Textauszug
◆ ◆ ◆ ◆

Und in der Tat: die sehr schön ausformulierten Regeln (man kann sie auf S.64-65 nachlesen) enthalten nichts neues, d.h. sie enthalten nichts, was nicht schon seit weit über 100 Jahren praktiziert wird! Sie formulieren inhaltlich dasselbe, was die Klavierpädagogik seit der Mitte des 19. Jhs. in der Praxis betreibt (lehrt, anleitet, erklärt) lediglich die Perspektive ist eine andere - letztlich aber bestätigt der Neurowissenschaftler die bisherige Praxis.

◆ ◆ ◆ ◆

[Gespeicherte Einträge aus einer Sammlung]
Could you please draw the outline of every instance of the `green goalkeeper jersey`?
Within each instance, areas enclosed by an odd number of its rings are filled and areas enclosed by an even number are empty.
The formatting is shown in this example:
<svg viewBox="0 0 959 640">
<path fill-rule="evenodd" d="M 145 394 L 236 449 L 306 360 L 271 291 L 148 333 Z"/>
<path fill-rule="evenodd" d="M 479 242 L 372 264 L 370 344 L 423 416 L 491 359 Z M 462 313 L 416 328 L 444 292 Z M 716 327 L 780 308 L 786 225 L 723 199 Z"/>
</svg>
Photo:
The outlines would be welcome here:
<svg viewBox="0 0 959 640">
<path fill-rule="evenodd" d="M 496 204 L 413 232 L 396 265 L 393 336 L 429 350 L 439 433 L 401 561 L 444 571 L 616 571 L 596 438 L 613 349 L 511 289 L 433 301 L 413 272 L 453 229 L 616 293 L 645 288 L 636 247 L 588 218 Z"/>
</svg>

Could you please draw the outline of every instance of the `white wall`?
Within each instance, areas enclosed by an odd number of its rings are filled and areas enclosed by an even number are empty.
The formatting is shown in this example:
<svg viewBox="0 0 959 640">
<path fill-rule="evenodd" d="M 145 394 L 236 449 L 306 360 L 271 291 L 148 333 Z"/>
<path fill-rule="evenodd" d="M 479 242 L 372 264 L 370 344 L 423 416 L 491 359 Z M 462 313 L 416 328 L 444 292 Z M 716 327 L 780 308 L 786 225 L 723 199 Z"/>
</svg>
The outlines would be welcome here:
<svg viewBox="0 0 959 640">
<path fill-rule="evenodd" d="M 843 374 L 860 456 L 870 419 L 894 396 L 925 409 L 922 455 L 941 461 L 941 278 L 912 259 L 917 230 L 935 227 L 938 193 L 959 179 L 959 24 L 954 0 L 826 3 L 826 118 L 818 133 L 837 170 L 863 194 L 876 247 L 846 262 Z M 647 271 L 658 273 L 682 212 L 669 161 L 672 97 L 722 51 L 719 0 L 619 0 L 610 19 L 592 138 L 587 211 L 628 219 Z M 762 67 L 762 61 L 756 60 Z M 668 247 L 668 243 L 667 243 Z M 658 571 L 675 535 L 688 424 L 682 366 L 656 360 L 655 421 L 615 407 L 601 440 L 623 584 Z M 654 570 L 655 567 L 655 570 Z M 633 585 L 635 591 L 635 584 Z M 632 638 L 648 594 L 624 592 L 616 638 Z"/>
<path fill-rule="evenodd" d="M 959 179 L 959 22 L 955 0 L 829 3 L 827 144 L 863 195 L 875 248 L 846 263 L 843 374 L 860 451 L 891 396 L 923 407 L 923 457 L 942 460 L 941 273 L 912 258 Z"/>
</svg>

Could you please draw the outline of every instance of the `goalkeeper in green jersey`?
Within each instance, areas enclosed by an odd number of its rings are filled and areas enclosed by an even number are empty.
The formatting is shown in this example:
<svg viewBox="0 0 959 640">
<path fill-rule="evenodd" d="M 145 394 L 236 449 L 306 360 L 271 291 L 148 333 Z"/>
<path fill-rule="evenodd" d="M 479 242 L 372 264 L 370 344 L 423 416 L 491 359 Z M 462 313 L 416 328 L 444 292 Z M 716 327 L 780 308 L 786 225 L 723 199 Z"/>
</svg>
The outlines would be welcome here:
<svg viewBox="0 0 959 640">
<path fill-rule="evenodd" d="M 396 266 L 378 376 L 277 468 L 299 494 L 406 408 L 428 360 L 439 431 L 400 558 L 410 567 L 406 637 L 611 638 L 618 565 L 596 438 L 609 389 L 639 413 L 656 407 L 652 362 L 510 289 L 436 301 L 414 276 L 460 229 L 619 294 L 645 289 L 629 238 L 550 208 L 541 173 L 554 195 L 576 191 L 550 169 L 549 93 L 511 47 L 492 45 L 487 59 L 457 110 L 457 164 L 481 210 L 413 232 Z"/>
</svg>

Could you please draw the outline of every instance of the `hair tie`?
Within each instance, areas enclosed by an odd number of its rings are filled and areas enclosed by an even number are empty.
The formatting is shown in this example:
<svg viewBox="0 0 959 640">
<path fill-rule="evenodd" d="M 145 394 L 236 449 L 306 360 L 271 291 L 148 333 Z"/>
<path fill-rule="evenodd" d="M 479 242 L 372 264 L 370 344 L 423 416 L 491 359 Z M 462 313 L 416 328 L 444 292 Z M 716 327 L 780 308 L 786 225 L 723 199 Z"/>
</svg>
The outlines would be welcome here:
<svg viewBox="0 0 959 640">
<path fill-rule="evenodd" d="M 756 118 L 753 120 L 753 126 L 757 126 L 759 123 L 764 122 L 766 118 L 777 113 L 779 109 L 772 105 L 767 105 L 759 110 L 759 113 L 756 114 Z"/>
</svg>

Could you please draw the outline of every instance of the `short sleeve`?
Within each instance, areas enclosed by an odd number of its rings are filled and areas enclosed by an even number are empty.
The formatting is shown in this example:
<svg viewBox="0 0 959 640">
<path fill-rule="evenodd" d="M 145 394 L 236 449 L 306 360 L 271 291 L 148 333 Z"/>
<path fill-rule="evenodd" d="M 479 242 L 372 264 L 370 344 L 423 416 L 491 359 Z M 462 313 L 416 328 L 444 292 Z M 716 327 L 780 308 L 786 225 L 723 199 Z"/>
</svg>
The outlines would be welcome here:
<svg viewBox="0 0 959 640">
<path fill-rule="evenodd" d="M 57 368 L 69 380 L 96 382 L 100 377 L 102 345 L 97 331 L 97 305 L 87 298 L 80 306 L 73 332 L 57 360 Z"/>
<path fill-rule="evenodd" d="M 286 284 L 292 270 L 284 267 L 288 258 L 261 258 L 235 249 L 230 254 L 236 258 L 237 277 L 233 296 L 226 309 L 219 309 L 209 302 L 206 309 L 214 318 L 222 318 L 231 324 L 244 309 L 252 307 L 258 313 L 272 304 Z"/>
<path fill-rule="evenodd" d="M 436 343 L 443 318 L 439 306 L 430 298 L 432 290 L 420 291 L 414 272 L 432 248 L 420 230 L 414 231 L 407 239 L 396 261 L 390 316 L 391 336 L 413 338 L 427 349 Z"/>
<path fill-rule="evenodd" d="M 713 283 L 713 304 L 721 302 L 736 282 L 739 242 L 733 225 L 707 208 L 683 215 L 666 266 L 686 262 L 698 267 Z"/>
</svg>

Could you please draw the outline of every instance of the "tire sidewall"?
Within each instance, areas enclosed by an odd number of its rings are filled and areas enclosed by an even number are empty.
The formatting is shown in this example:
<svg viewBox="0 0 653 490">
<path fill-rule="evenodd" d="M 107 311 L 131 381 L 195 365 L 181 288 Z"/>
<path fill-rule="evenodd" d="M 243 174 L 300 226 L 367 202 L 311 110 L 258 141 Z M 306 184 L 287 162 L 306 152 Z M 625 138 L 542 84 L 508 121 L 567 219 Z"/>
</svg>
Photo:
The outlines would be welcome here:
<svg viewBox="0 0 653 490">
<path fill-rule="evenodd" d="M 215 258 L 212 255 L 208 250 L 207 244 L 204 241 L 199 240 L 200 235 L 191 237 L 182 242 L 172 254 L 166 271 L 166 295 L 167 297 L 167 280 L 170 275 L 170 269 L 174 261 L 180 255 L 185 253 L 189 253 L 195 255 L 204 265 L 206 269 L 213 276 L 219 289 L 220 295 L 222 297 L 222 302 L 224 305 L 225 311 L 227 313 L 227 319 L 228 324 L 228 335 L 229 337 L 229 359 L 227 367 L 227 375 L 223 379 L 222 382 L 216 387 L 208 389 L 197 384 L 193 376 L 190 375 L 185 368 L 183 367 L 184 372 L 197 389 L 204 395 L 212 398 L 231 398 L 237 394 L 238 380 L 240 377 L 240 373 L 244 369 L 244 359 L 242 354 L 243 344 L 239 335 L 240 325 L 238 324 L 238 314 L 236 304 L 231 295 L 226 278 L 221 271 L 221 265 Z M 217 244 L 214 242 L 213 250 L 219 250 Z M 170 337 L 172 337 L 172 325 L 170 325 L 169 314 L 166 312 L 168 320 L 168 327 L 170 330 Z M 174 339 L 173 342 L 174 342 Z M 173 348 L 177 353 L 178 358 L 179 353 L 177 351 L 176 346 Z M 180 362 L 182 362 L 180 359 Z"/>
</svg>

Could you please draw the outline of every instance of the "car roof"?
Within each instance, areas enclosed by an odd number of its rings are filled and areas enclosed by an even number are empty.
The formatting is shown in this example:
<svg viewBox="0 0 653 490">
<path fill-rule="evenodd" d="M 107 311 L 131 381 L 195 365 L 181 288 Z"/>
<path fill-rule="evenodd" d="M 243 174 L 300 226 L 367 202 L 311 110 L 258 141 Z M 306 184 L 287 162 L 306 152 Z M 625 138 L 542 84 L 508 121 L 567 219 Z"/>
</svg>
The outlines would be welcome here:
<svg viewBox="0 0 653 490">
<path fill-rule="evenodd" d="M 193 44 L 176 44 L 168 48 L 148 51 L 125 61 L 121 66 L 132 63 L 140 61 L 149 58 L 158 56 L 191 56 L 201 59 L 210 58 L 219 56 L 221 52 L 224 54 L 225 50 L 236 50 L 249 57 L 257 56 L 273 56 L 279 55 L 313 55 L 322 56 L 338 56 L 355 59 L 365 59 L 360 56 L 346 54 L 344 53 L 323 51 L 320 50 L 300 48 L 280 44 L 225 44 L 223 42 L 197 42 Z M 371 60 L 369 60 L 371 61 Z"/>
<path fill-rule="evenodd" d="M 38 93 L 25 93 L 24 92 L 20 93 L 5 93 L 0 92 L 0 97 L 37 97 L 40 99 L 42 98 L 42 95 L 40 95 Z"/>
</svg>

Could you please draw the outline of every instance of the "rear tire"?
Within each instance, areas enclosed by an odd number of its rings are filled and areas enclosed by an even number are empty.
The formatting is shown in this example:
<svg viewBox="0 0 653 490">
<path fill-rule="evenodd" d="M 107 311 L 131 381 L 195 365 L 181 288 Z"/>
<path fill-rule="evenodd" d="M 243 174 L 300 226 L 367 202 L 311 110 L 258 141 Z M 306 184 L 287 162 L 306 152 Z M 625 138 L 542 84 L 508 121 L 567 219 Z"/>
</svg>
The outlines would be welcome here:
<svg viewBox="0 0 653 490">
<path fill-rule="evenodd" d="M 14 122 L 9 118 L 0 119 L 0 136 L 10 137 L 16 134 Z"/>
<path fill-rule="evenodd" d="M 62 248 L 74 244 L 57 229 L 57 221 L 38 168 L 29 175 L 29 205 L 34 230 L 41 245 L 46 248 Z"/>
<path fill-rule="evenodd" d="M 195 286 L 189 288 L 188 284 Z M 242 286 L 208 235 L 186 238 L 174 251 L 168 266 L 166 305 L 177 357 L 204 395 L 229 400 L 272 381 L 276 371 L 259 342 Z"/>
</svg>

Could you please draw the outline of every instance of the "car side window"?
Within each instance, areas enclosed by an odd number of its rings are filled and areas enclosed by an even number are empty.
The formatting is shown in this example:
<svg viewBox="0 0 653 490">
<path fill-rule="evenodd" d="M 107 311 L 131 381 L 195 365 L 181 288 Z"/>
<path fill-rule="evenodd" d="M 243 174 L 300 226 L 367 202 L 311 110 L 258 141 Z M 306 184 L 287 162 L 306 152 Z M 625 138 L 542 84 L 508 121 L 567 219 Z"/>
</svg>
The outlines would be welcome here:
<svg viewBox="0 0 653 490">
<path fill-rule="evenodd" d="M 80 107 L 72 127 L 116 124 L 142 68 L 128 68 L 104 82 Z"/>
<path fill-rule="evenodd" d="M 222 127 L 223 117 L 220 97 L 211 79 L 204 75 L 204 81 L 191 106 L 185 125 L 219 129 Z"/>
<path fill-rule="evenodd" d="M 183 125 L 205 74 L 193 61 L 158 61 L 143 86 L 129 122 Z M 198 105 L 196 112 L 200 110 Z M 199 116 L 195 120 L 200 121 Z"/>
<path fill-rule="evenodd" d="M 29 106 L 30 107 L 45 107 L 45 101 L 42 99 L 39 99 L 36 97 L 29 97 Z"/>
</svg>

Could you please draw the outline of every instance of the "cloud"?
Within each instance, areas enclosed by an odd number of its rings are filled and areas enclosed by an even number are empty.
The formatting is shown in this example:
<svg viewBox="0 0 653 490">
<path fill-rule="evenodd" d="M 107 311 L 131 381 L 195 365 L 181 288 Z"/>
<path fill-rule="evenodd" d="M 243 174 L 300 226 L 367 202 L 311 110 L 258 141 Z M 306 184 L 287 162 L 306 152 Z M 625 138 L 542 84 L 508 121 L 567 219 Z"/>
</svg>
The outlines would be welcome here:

◆ ◆ ◆ ◆

Was zu tun ist
1. Seit wann betreibt die Klavierpädagogik laut dem Textauszug in der Praxis das, was die Regeln formulieren?
2. Stimmen diese Aussagen mit dem Textauszug überein? Antworte jeweils mit Ja oder Nein und zitiere die entscheidenden Worte.
(a) Die Regeln kann man auf den Seiten 64 bis 65 nachlesen.
(b) Die Regeln enthalten viel Neues.
(c) Der Neurowissenschaftler widerlegt die bisherige Praxis.

Lösungen
1. Seit der Mitte des 19. Jahrhunderts.

2.
(a) Ja: „man kann sie auf S.64-65 nachlesen“
(b) Nein: „enthalten nichts neues“
(c) Nein: „letztlich aber bestätigt der Neurowissenschaftler die bisherige Praxis“